### [Given instruction]
Can you repeat the rows from the very first line through the line containing "(0, 456), (78, 560)", both included, swapping "Endpoint documentation" for "API reference" and changing nothing else? Leave the pictures out of your answer.

### [Extracted records]
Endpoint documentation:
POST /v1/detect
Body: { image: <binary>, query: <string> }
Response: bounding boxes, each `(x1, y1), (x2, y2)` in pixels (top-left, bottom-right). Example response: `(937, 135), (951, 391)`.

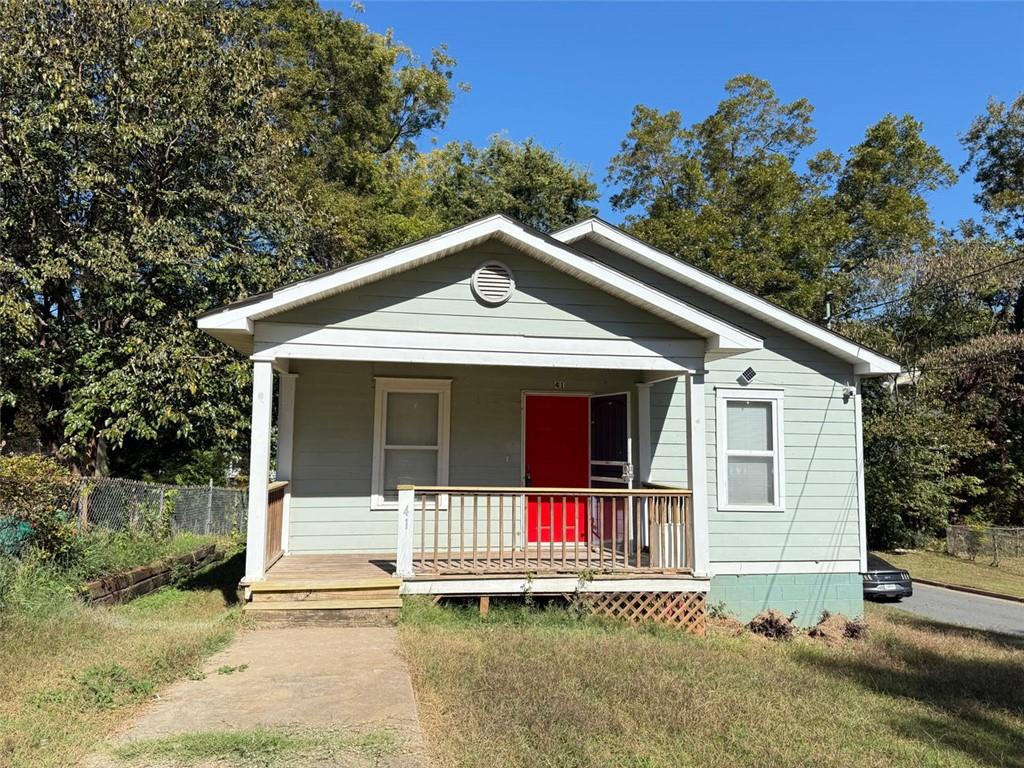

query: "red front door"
(524, 394), (590, 543)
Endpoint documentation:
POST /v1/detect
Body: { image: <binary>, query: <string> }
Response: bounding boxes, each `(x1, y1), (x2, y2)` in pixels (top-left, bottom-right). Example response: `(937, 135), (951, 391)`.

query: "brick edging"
(910, 573), (1024, 603)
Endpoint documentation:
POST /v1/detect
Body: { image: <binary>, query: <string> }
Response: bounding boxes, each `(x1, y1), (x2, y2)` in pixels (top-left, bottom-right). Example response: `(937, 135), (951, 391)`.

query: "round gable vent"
(470, 261), (515, 306)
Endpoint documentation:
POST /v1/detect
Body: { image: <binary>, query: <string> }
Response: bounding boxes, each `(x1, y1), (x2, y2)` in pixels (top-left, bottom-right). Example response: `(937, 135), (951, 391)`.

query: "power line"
(834, 256), (1024, 317)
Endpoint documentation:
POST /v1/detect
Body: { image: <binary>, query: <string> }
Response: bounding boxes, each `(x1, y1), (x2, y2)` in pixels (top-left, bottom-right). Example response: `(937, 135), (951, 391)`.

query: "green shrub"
(0, 455), (78, 561)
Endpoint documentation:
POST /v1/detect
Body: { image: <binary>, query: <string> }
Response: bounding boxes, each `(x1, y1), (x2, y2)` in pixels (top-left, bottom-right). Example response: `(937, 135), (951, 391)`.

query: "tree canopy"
(0, 0), (1024, 544)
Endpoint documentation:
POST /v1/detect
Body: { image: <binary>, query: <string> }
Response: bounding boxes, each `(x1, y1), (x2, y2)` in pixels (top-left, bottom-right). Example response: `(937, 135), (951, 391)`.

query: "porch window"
(717, 389), (785, 512)
(372, 378), (452, 507)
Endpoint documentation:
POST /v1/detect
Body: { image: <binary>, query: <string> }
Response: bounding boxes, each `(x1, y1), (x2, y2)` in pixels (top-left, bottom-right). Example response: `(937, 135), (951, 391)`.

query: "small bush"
(746, 608), (797, 640)
(0, 456), (78, 560)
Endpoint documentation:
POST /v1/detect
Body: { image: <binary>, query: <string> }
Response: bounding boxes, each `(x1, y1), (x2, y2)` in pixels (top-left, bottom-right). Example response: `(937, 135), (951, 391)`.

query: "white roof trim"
(199, 215), (764, 353)
(551, 219), (900, 376)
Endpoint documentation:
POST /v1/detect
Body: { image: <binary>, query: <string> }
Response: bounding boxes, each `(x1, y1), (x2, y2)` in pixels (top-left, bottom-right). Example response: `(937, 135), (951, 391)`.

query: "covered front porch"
(244, 359), (707, 594)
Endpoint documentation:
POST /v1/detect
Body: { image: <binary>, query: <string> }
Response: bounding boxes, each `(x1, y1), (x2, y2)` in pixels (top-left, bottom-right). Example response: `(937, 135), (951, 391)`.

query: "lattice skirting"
(583, 592), (708, 637)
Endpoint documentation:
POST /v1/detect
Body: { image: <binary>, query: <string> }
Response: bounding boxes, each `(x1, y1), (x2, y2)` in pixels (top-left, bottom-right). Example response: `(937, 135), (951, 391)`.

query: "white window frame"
(370, 377), (452, 509)
(715, 388), (785, 512)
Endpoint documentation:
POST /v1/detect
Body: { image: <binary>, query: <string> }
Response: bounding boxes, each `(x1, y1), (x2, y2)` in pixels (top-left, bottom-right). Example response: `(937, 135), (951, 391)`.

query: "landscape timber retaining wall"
(82, 544), (224, 605)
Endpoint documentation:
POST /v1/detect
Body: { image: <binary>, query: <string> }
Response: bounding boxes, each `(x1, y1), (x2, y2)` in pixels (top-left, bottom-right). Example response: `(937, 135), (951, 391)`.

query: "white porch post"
(240, 360), (273, 582)
(686, 373), (710, 577)
(637, 382), (651, 487)
(394, 485), (416, 579)
(276, 373), (298, 552)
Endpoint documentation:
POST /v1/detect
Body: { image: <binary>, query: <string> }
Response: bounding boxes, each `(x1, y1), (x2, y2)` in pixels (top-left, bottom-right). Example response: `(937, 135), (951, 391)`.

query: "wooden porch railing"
(398, 486), (693, 575)
(263, 480), (288, 568)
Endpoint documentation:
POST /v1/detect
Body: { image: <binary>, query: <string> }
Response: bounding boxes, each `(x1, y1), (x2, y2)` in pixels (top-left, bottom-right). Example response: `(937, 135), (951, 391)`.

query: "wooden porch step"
(249, 577), (401, 594)
(252, 587), (398, 603)
(245, 597), (401, 611)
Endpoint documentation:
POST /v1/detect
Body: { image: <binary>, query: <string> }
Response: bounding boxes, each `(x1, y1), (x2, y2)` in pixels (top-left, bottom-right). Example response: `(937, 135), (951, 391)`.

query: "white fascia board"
(199, 215), (764, 352)
(551, 219), (900, 376)
(401, 574), (711, 595)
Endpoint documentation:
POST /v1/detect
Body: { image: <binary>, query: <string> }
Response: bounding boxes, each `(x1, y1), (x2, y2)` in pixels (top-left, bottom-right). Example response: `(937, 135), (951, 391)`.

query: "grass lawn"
(0, 554), (243, 768)
(399, 602), (1024, 768)
(874, 551), (1024, 597)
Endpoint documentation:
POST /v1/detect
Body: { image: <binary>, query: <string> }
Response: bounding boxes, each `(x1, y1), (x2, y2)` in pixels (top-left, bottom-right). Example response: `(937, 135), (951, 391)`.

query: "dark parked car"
(864, 568), (913, 600)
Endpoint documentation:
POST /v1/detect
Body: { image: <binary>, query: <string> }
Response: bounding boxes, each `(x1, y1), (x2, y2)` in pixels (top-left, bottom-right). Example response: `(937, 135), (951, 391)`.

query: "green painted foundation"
(708, 573), (864, 627)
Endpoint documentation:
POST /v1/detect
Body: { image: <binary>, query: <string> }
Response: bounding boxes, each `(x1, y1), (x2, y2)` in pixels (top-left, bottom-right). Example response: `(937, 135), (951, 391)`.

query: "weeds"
(115, 728), (397, 768)
(399, 601), (1024, 768)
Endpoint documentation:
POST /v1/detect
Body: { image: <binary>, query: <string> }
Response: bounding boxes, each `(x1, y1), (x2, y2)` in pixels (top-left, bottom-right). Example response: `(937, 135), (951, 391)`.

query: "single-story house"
(199, 215), (900, 626)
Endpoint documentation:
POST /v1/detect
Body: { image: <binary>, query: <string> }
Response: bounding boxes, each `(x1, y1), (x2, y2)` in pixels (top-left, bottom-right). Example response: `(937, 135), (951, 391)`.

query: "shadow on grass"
(801, 614), (1024, 768)
(178, 550), (246, 605)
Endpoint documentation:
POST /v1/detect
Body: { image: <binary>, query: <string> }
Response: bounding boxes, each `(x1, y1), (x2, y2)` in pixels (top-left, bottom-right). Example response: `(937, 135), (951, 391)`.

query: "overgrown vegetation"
(0, 554), (243, 768)
(400, 601), (1024, 768)
(0, 455), (223, 612)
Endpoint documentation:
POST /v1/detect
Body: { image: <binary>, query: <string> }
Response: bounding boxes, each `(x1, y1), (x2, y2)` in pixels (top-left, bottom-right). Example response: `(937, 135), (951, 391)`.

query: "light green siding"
(708, 573), (864, 627)
(650, 378), (689, 487)
(573, 241), (860, 567)
(289, 360), (636, 553)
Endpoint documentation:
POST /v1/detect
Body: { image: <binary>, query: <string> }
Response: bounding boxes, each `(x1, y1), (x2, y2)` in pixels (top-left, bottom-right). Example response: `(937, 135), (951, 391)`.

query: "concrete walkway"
(89, 626), (427, 768)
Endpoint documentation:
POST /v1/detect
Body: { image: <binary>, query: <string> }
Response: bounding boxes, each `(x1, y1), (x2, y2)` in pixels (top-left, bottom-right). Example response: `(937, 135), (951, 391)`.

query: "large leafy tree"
(608, 75), (846, 317)
(0, 0), (302, 479)
(248, 0), (455, 271)
(962, 92), (1024, 331)
(423, 136), (597, 231)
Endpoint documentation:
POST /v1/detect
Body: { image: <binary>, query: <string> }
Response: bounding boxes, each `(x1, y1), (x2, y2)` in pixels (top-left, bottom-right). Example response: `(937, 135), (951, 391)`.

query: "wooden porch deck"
(264, 545), (689, 585)
(264, 554), (394, 584)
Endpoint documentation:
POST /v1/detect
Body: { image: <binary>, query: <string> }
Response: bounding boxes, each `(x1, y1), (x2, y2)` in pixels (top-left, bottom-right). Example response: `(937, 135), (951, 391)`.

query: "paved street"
(895, 584), (1024, 637)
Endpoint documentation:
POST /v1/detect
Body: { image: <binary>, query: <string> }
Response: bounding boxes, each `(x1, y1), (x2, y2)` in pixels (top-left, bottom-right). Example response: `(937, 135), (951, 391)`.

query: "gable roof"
(199, 214), (764, 353)
(552, 218), (900, 376)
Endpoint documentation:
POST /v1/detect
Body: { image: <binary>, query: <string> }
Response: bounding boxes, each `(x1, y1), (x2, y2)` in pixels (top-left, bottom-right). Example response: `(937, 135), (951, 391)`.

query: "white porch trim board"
(686, 374), (711, 577)
(711, 560), (860, 575)
(637, 382), (651, 486)
(853, 377), (867, 572)
(245, 360), (273, 582)
(401, 575), (711, 595)
(252, 322), (706, 373)
(276, 373), (298, 553)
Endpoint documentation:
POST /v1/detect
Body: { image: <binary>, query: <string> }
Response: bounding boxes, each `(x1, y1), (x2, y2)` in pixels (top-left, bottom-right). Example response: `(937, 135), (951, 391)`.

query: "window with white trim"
(372, 378), (452, 507)
(716, 389), (785, 512)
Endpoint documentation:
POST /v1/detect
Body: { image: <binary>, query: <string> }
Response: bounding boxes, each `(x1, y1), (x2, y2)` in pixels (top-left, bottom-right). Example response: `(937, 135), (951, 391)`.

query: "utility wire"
(833, 256), (1024, 317)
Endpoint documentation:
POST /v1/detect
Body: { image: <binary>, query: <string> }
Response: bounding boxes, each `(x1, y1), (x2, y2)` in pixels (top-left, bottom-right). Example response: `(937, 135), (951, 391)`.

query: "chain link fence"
(946, 525), (1024, 564)
(75, 477), (249, 536)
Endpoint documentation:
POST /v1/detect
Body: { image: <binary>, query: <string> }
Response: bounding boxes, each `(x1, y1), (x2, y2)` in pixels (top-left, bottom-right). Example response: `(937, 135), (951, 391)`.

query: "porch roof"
(199, 215), (763, 354)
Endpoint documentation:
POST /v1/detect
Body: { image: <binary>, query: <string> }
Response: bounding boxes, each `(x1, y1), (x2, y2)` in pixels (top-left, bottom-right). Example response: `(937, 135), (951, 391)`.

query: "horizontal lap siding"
(289, 360), (636, 553)
(577, 243), (860, 567)
(650, 378), (689, 487)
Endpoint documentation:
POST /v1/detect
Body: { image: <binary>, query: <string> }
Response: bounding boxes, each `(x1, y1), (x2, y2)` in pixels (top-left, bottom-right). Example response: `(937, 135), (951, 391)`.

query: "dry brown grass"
(0, 557), (241, 768)
(400, 603), (1024, 768)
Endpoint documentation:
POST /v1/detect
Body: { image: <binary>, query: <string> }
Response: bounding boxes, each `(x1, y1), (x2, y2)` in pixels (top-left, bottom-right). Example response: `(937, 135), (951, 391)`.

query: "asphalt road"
(880, 584), (1024, 637)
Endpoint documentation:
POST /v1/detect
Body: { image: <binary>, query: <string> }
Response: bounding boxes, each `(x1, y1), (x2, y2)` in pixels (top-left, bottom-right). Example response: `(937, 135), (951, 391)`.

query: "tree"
(252, 0), (455, 272)
(961, 92), (1024, 331)
(835, 115), (956, 302)
(423, 136), (597, 231)
(608, 75), (845, 318)
(0, 0), (302, 479)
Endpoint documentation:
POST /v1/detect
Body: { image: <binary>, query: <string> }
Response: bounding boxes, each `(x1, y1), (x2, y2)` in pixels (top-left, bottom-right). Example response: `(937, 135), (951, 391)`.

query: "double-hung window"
(716, 389), (785, 512)
(372, 378), (452, 507)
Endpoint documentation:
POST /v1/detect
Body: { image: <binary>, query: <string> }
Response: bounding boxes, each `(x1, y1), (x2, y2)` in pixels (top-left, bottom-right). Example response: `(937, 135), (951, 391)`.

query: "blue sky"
(325, 0), (1024, 224)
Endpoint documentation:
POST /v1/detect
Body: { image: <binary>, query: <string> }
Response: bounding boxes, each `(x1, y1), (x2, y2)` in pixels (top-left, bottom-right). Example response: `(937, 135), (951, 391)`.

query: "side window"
(716, 390), (785, 511)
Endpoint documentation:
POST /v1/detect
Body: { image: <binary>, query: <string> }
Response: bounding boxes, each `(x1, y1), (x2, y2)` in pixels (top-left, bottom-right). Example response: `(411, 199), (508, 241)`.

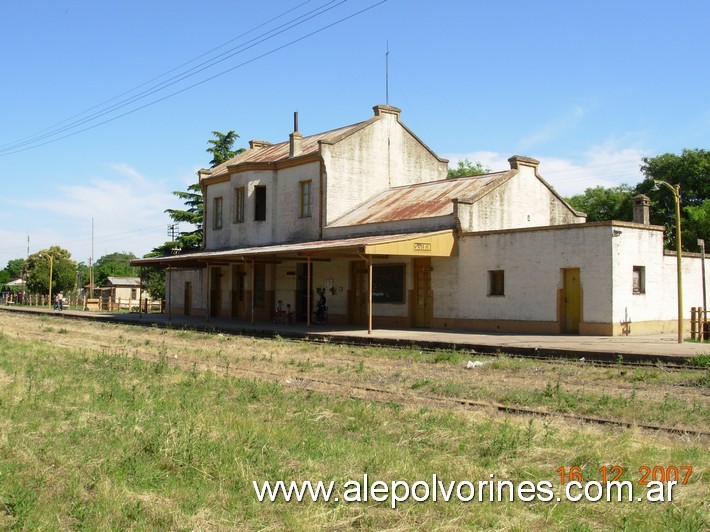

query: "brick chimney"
(508, 155), (540, 173)
(372, 104), (402, 118)
(288, 111), (303, 158)
(632, 194), (651, 225)
(249, 140), (271, 150)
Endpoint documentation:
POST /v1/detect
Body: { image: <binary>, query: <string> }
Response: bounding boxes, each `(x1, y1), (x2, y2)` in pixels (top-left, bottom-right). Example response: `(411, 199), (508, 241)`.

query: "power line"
(0, 0), (387, 155)
(0, 0), (349, 154)
(0, 0), (318, 151)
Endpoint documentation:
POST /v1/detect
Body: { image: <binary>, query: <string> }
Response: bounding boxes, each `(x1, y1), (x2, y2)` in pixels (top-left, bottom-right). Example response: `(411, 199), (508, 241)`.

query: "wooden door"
(413, 257), (433, 328)
(210, 268), (222, 317)
(562, 268), (582, 334)
(350, 261), (369, 325)
(183, 281), (192, 316)
(232, 264), (246, 320)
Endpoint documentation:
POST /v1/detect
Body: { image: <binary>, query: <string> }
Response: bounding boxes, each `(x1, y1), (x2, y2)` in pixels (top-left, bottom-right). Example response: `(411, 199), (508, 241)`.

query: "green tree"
(94, 251), (138, 286)
(205, 131), (244, 168)
(636, 149), (710, 251)
(164, 131), (244, 254)
(142, 131), (244, 299)
(447, 159), (491, 179)
(27, 246), (77, 294)
(567, 185), (634, 222)
(163, 183), (205, 255)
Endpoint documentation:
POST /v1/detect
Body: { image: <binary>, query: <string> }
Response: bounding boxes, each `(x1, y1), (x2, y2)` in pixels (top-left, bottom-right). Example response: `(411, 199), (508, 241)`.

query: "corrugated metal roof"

### [Answer to the exercise]
API reference:
POST /v1/detect
Body: { image: <binary>, query: <string> }
Response: bounding boxes, each `(x1, y1), (x2, y2)` in pixels (top-left, bottom-right). Example response: `(937, 135), (951, 391)`.


query: "red front door"
(524, 394), (590, 543)
API reference:
POST /v1/detect
Body: { image: <binary>, query: <string> }
Response: bounding boxes, each `(x1, y1), (x2, y2)` in pixels (top-left, bottom-right). Example response: `(937, 135), (951, 391)`.

query: "brick edging"
(910, 573), (1024, 603)
API reference:
POST /v1/detect
Body: { image: <binary>, query: <string> }
Response: bounding boxes, each `(x1, y1), (x2, y2)` in pixels (top-left, bottom-right). Example response: `(937, 135), (951, 391)`.

query: "round gable vent"
(470, 261), (515, 306)
API reference:
POST /v1/detect
Body: { image: <binary>, query: <string> }
Response: bounding boxes, each `(x1, y1), (x2, y2)` in pixels (top-left, bottom-right). Example response: `(937, 135), (951, 391)`.

query: "power line"
(834, 256), (1024, 317)
API reference:
POST /v1/detect
Body: { image: <binary>, query: <string> }
Response: bounding boxes, each `(x1, y1), (x2, y2)` in pixels (top-left, bottom-right). Example response: `(937, 135), (951, 391)`.

query: "green shrub"
(0, 455), (78, 561)
API reference:
POST /v1/detect
Body: { image: <binary>, query: <string> }
Response: bounding boxes, each `(x1, y1), (x2, y2)` in pixels (top-left, bottom-right). Example response: `(937, 135), (951, 391)`.

query: "tree canopy"
(0, 0), (1024, 544)
API reference:
POST /v1/detect
Body: { image: <binary>, query: <string> }
Response: bounding boxes, each `(x1, y1), (x2, y2)` in pixels (top-left, bottom-right). Example response: `(937, 135), (951, 391)`.

query: "porch window"
(717, 389), (785, 512)
(372, 378), (452, 507)
API reference:
POST /v1/detect
Body: { image: <binary>, query: <string> }
Response: bounding boxes, each `(x1, y1), (x2, y2)` in pixels (top-left, bottom-right). Example response: `(937, 135), (951, 391)`.

query: "small bush"
(746, 608), (797, 640)
(0, 456), (78, 560)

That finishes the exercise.